_Work to do_
Please present every one of the records below as a numbered list, skipping any blank lines. Leave the pictures out of your answer.

_Working data_
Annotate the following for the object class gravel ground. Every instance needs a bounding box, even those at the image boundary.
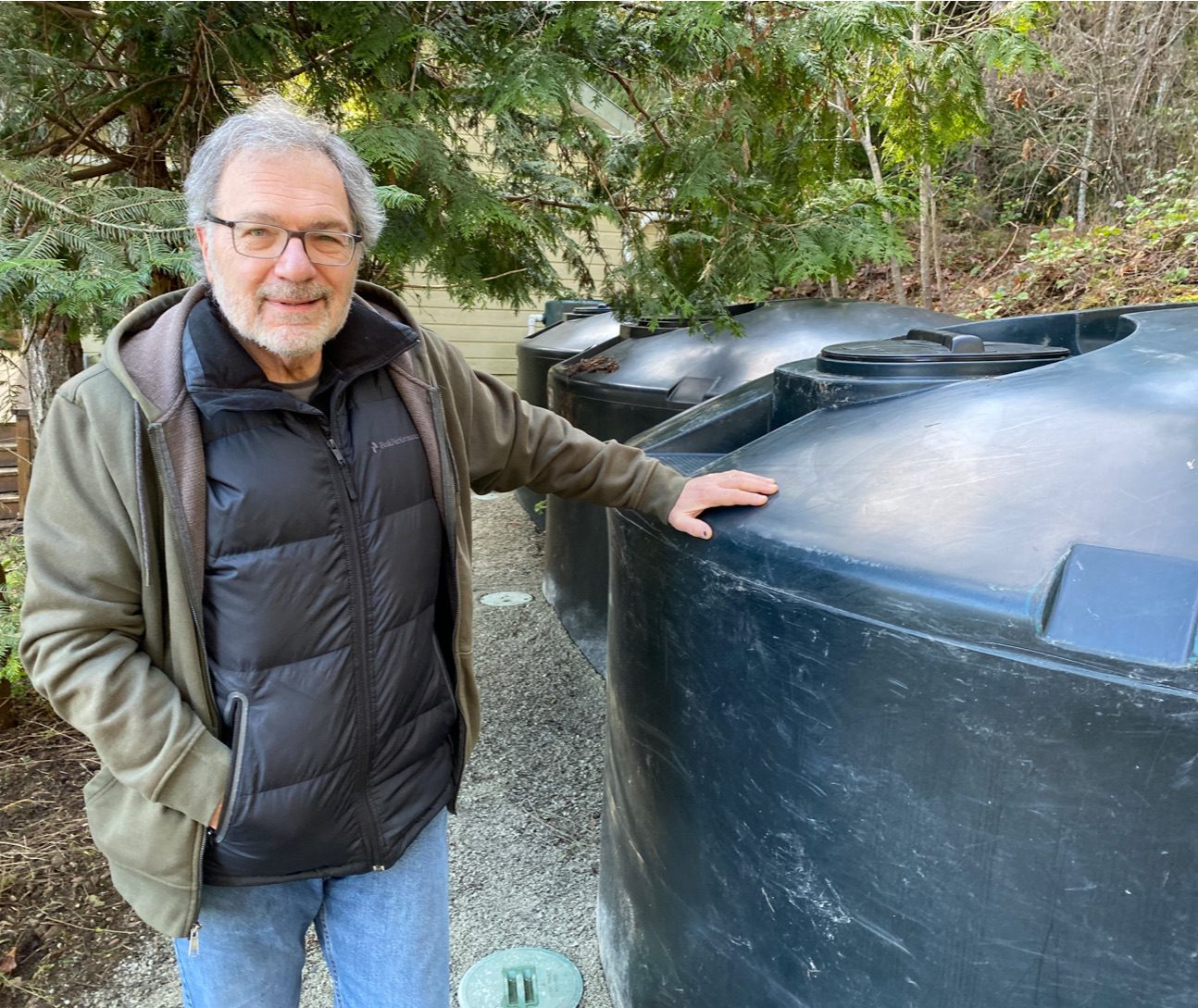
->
[76,494,611,1008]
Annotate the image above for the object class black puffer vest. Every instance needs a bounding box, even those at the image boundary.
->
[183,302,457,885]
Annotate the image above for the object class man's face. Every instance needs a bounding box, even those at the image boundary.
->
[195,150,357,360]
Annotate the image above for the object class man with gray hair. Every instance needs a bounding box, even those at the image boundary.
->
[21,98,777,1008]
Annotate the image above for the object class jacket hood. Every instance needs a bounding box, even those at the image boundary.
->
[102,280,419,424]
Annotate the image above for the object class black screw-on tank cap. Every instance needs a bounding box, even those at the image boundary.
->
[816,328,1068,379]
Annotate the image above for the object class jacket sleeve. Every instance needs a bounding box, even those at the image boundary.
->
[20,379,230,823]
[437,340,686,522]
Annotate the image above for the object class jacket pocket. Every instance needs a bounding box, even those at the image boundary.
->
[84,770,199,886]
[212,693,249,844]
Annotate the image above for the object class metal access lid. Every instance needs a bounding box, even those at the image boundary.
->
[816,328,1068,379]
[457,948,582,1008]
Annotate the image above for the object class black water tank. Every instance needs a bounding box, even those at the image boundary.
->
[543,299,962,672]
[599,309,1198,1008]
[517,306,619,529]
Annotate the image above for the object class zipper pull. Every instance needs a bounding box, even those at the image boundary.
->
[325,434,358,501]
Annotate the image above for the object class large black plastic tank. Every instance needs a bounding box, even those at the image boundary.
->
[599,307,1198,1008]
[517,310,619,529]
[545,299,962,672]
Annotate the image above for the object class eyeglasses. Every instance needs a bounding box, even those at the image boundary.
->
[205,213,362,266]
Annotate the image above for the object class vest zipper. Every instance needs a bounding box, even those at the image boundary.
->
[429,387,466,790]
[319,420,384,872]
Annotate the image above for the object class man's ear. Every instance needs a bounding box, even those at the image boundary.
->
[195,224,212,277]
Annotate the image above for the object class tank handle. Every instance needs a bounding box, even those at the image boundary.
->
[904,326,986,354]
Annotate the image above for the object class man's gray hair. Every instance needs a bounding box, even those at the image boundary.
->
[183,94,386,248]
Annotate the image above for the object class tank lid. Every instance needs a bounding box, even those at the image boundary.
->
[817,328,1068,377]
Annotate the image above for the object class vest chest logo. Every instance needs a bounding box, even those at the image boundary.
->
[370,434,419,454]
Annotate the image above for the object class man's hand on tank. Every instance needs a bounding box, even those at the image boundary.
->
[669,469,778,539]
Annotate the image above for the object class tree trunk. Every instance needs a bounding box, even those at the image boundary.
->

_Task answer_
1. Annotate the following for the object class gravel ground. Every instance needs a bounding box, even those at the image boundary.
2. ->
3. [76,494,611,1008]
4. Annotate the image above for the object class black puffer vest. Every instance needs a bounding box, even those at the image boundary.
5. ->
6. [183,302,457,885]
7. Annotate the image above for the object class man's face. Every instance needs a bounding box, even those at the image boundary.
8. ->
9. [195,150,357,360]
10. Annotate the image above for the object class man with gray hair. Every instance needs a bounding box, even those at the image boundary.
11. ->
12. [21,98,777,1008]
13. Annotate the image above for the object class jacket hood. Every instance needs a bounding box, even those at the image boundary.
14. ->
15. [102,280,419,424]
16. Annotate the image above for the object class black screw-on tank cap. Every instance needs a bounding box, even those at the image boundary.
17. ->
18. [816,328,1068,379]
19. Annotate the image above for the object class jacket sleeve. Every instance needs a bounding box, even those at the image boundary.
20. ->
21. [20,379,230,823]
22. [437,340,686,522]
23. Annotate the image above for the object class jacket pocket. Every instance needs a bounding box, even those at the image boundary.
24. ->
25. [84,770,199,886]
26. [212,693,249,844]
27. Annotate the image above for the object class metal access lid. Every instance needs a bounding box, even those at the image boundary.
28. ->
29. [816,328,1068,379]
30. [457,948,582,1008]
31. Annotate the image above for the object class black water tank. Every instance needs a bounding box, even those at the image boundary.
32. ->
33. [543,299,962,672]
34. [599,309,1198,1008]
35. [517,306,619,529]
36. Annotate the image above for the object class zipper pull. Every instance needs a bounding box, even those at the image boundary.
37. ->
38. [325,434,358,501]
39. Annotate the image above for the object class large black plastic tank. Every instance needs a bounding box, even those at the image boundary.
40. ->
41. [599,307,1198,1008]
42. [517,310,619,529]
43. [545,299,962,672]
44. Annotate the image above for the object class eyeglasses. Every instance needs a bounding box, even those at the image boundary.
45. ->
46. [205,213,362,266]
47. Annotate the image above for the object class vest zipper. Every instance needs a bounding box, even those at the image boundary.
48. ->
49. [429,387,466,790]
50. [319,420,384,872]
51. Annotate the image above for the object class man's ear. Every instance needs a bounding box, even those at the image boundary.
52. ->
53. [195,224,212,277]
54. Annotate the image above for the object class tank handle. Every instance needs a bounding box, even those at the image boundary.
55. ->
56. [904,326,986,354]
57. Annotate the image above for the object class man's gray hair. Every instance needs a bounding box, even those at the image boundary.
58. ->
59. [183,94,386,248]
60. Annotate the image above for the object class tank lid. Every instance needs a bounding box, even those at the image boundary.
61. ->
62. [817,328,1068,377]
63. Annotate the image above for the object class vest chest logo. Every instance needs a bounding box, even those at the image boundary.
64. ->
65. [370,434,419,454]
66. Annotate the image above for the object class man's hand on tank. Every instance needs a bounding box, even those at the image boundary.
67. ->
68. [669,469,778,539]
69. Annotate the image above for the object class tree trunk. Every instance needs a bounding box, even those at the image boundary.
70. ->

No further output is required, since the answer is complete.